BLOC DE TEXTE.
⟨
Quand mes deux compagnons de routes débarquent je les aiguille, ils n'ont plus que dix minutes de retard.
Vous l'aurai compris le jeune turc est celui qui m'invite à manger un morceau dans sa colloc', c'est Mustafa. İl vient de passer une année d'Erasmus en İtalie et parle pas mal l'anglais.
Très rapidement moi et tout les membres de la colloc' comprennons que l'on est sur la même longueur d'onde et lorsqu'ils me disent que je dois rester ce soir je pressens déjà une excellente soirée.
Mustafa l'anglophone à gauche, Mustafa aussi à droite et Fatma. Si mon sourrire à l'air forcé, en réalité il ne l'est pas.
Obligatoire essayage du sac à dos.
Et du sac de couchage !
J'apprends à danser sur la musique kurde (dont je vous ramène quelques CD) mais malheureusement je n'ai pas les vidéos de ces instants aussi pathétiques (en ce qui me concerne) qu'hilarant pour tous les spectateurs de mes tentatives aussi nombreuses que vaines.
Les conversations sont étonnantes, mêlant le turc, le kurde, l'anglais, le français et l'italien. On assiste régulièrement à l'hybridation de ces langues formant des mots inédits.
Le lendemain nous visitons un site historique, les restes de la capitale du royaume de Commagène, celui du tombeau de Nemrut. Tout est creusé dans la roche.
Départ en stop pour Antakya, 24h plus tard je trouve là bas une nouvelle colloc' pour passer la nuit en attendant un car en partance pour Alep (en Syrie), le lendemain.
Problème, sans visa je suis refoulé à le frontière... L'atmosphère est impressionnante, dans l'immense poste frontière côté syrien on trouve des portraits de Bashar Al Assad partout, et de toutes les tailles. Mon passeur donne discrètement un billet dans la main du type qui traite mon cas, au fond de la pièce trois hommes sont menottés, deux entre eux et le troisième au radiateur... Après quinze minutes d'attente le verdicte tombe : je dois retourner en Turquie, et aller chercher un visa. On me dit qu'un véhicule va me ramener jusqu'au côté turque mais le sous fifre qui me raccompagne jusqu'au portail me fait un simple signe de la main pour me dire de dégager. Heureusement le stop fonctionne aussi dans le no man's land.
⟩
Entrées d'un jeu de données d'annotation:
⟨
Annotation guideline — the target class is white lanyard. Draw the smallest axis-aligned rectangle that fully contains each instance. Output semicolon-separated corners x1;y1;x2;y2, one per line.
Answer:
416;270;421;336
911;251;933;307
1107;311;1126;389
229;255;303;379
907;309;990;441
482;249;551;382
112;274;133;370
⟩
⟨
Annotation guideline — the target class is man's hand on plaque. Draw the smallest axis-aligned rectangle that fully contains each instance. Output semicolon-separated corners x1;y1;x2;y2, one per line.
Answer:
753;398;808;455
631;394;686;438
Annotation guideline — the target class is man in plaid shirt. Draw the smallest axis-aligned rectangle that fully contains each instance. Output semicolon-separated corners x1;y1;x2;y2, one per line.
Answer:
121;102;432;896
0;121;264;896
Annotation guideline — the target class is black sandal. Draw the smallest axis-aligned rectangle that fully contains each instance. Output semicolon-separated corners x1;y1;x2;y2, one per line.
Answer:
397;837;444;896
⟩
VOS TÂCHES.
#1 Modifiez les entrées de la ligne contenant "Annotation guideline — the target class is white" jusqu'à celle contenant "112;274;133;370" en remplaçant "white lanyard" par "blue lanyard". Recopiez ces lignes avec tout le reste inchangé.
#2 Poursuivez le récit de voyage entre la Turquie et la frontière syrienne à partir de sa dernière phrase.

RÉPONSES PAR TÂCHE.
#1
Annotation guideline — the target class is blue lanyard. Draw the smallest axis-aligned rectangle that fully contains each instance. Output semicolon-separated corners x1;y1;x2;y2, one per line.
Answer:
416;270;421;336
911;251;933;307
1107;311;1126;389
229;255;303;379
907;309;990;441
482;249;551;382
112;274;133;370

#2
Le lendemain matin je fais le pied de grue devant le consulat syrien à Gaziantep, on m'annonce un mois d'attente après l'envoi de ma demande... la Syrie ça sera pour une prochaine fois.
Du coup je retourne à Adıyaman comme je le leur avais promis si je ne passais pas.
İls me demandent un repas bien franchouillard, et quoi de plus français qu'une blanquette de veau ?! Réussie en plus !
Après la première bouchée ils se jettent tous sur le sel et le piment, pour eux c'est un peu fade, ce peuple qui croque un piment entre chaque bouché durant le repas... Mais je récolte tout de même de nombreux "Elinize sağlık" "Santé à tes mains" la formule de félicitation pour le cuisinier lorsque le plat est apprécié.
Mehmet à gauche, Mustafa et Fatih a droite.
Une partie de la bande.
Mais comme les blagues les plus courtes sont les meilleures, je reprends la route pour Mersin sur la côte méditerranéenne en quête d'un bateau pour l'Egypte, dernière option pour cette destination.
Le lendemain j'acquière l'assurance qu'aucun trajet régulier n'éffectue la traversé vers quelque pays que ce soit en Afrique ou au Moyen Orient, la seule option est Chypre mais ce serai peine perdue de me lancer dans la recherche d'un bateau depuis là bas.
Tant pis pour l'Afrique de l'Est et la remontée du Nil.
Pour tourner la page il me faut de la marche et toute la fatigue qui l'accompagne, pour essayer tant bien que mal de calmer la surchauffe de mon cerveau.
Une reserve ornithologique à 40 kilomètres de là, le cap est prit, il suit la plage vers l'Est.
Le problème est que pour franchir les quelques rivières qui coupe mon tracé je dois faire de grands détours dans les terres, au milieu des champs de serres...
Je tombe parfois sur des ponts plus prôche mais ils feraient même hésiter une seconde İndiana Jones...
Un matin je tombe sur deux voyageurs en sac à dos allongés sur le bord de la plage.
Neža est slovène et Enis est turc, ils sont un peu comme moi, découvrent leur chemin au fur et à mesure qu'ils mettent un pied devant l'autre. İls vont dans l'autre sens.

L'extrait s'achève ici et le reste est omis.